| Work task |
Every record below needs to be printed again exactly.

Stored items
BEGIN

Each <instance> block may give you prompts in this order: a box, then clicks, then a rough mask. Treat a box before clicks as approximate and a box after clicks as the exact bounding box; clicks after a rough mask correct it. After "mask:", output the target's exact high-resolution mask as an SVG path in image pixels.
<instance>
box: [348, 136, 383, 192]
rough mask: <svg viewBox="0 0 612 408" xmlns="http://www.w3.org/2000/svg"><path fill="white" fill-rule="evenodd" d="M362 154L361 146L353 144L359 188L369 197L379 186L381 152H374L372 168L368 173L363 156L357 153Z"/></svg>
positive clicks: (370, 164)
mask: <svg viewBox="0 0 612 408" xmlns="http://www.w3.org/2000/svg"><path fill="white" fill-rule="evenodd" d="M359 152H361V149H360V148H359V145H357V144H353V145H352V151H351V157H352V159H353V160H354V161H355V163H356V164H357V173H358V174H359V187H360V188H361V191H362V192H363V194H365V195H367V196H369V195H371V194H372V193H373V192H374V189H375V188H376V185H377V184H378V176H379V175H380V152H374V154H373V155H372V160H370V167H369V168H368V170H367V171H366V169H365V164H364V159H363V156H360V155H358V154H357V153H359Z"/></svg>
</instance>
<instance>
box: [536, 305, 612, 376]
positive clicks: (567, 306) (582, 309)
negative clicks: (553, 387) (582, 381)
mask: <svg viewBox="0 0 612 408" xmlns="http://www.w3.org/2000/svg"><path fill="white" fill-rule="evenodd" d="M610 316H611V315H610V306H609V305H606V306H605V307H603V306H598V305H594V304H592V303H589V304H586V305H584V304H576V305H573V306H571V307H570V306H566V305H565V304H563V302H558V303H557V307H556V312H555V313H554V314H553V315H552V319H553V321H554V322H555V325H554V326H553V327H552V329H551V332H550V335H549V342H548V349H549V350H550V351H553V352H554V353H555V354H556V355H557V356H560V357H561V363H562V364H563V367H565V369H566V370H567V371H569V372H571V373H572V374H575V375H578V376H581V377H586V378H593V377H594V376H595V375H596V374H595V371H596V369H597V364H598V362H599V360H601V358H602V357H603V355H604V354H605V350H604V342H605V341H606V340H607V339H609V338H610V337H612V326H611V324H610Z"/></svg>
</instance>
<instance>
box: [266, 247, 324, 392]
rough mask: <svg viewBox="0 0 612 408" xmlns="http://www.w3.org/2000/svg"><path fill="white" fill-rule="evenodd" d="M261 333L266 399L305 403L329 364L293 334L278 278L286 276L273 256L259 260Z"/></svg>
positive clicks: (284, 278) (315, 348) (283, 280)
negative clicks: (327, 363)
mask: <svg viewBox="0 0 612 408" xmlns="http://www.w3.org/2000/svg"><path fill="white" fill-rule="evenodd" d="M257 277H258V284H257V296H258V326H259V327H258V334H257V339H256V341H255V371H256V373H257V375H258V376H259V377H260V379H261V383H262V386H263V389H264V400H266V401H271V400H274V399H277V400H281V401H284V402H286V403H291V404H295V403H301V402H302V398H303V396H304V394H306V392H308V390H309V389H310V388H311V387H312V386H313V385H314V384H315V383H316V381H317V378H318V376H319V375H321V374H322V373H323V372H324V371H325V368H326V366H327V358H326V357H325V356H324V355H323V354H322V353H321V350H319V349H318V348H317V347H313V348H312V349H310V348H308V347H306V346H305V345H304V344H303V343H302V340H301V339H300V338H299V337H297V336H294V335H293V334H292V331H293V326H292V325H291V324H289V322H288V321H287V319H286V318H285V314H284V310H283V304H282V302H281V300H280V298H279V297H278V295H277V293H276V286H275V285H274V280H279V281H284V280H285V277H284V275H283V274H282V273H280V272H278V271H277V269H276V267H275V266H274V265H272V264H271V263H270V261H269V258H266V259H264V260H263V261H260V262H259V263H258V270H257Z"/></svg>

END

| Written response |
Each <instance> block may give you prompts in this order: a box, then clicks, then a rough mask. Treat a box before clicks as approximate and a box after clicks as the exact bounding box; clicks after a rough mask correct it. After "mask:", output the target's exact high-resolution mask as an SVG path in image pixels.
<instance>
box: [348, 136, 383, 192]
rough mask: <svg viewBox="0 0 612 408" xmlns="http://www.w3.org/2000/svg"><path fill="white" fill-rule="evenodd" d="M362 154L361 146L353 144L359 188L369 197L379 186L381 152H374L372 168L368 173L363 156L357 153Z"/></svg>
positive clicks: (370, 164)
mask: <svg viewBox="0 0 612 408" xmlns="http://www.w3.org/2000/svg"><path fill="white" fill-rule="evenodd" d="M359 152H361V149H360V148H359V145H357V144H353V145H352V151H351V157H352V159H353V160H354V161H355V163H356V164H357V173H358V174H359V187H360V188H361V191H362V192H363V194H365V195H367V196H369V195H371V194H372V193H373V192H374V189H375V188H376V185H377V184H378V176H379V175H380V152H374V154H373V155H372V160H370V167H369V168H368V170H367V171H366V169H365V164H364V159H363V156H360V155H358V154H357V153H359Z"/></svg>
</instance>
<instance>
box: [536, 305, 612, 376]
positive clicks: (567, 306) (582, 309)
negative clicks: (553, 387) (582, 381)
mask: <svg viewBox="0 0 612 408" xmlns="http://www.w3.org/2000/svg"><path fill="white" fill-rule="evenodd" d="M610 316H611V315H610V306H609V305H606V306H605V307H603V306H598V305H594V304H592V303H589V304H586V305H584V304H576V305H573V306H571V307H570V306H566V305H565V304H563V302H558V303H557V307H556V312H555V313H554V314H553V315H552V319H553V321H554V322H555V325H554V326H553V327H552V329H551V332H550V335H549V342H548V349H549V350H550V351H553V352H554V353H555V354H556V355H557V356H560V357H561V363H562V364H563V367H565V369H566V370H567V371H569V372H571V373H572V374H575V375H578V376H581V377H586V378H593V377H594V376H595V375H596V374H595V371H596V369H597V364H598V362H599V360H601V358H602V357H603V355H604V354H605V350H604V342H605V341H606V340H607V339H609V338H610V337H612V326H611V324H610Z"/></svg>
</instance>
<instance>
box: [266, 247, 324, 392]
rough mask: <svg viewBox="0 0 612 408" xmlns="http://www.w3.org/2000/svg"><path fill="white" fill-rule="evenodd" d="M261 333L266 399L305 403L329 364L293 334L278 278L286 276L273 256L259 260Z"/></svg>
positive clicks: (284, 278) (315, 348) (283, 280)
negative clicks: (327, 363)
mask: <svg viewBox="0 0 612 408" xmlns="http://www.w3.org/2000/svg"><path fill="white" fill-rule="evenodd" d="M257 277H258V284H257V296H258V326H259V327H258V334H257V339H256V341H255V371H256V373H257V375H258V376H259V377H260V379H261V383H262V386H263V389H264V400H266V401H271V400H274V399H277V400H281V401H284V402H286V403H291V404H295V403H301V402H302V398H303V396H304V394H306V392H308V390H309V389H310V388H311V387H312V386H313V385H314V384H315V383H316V381H317V378H318V376H319V375H321V374H322V373H323V372H324V371H325V368H326V366H327V358H326V357H325V356H324V355H323V354H322V353H321V350H319V349H318V348H317V347H313V348H312V349H310V348H308V347H306V346H305V345H304V344H303V343H302V340H301V339H300V338H299V337H297V336H294V335H293V334H292V331H293V326H292V325H291V324H289V322H288V321H287V319H286V318H285V314H284V310H283V304H282V302H281V300H280V298H279V297H278V295H277V293H276V286H275V285H274V280H279V281H284V280H285V277H284V275H283V274H282V273H280V272H278V271H277V269H276V267H275V266H274V265H272V264H271V263H270V261H269V258H266V259H264V260H263V261H260V262H259V263H258V270H257Z"/></svg>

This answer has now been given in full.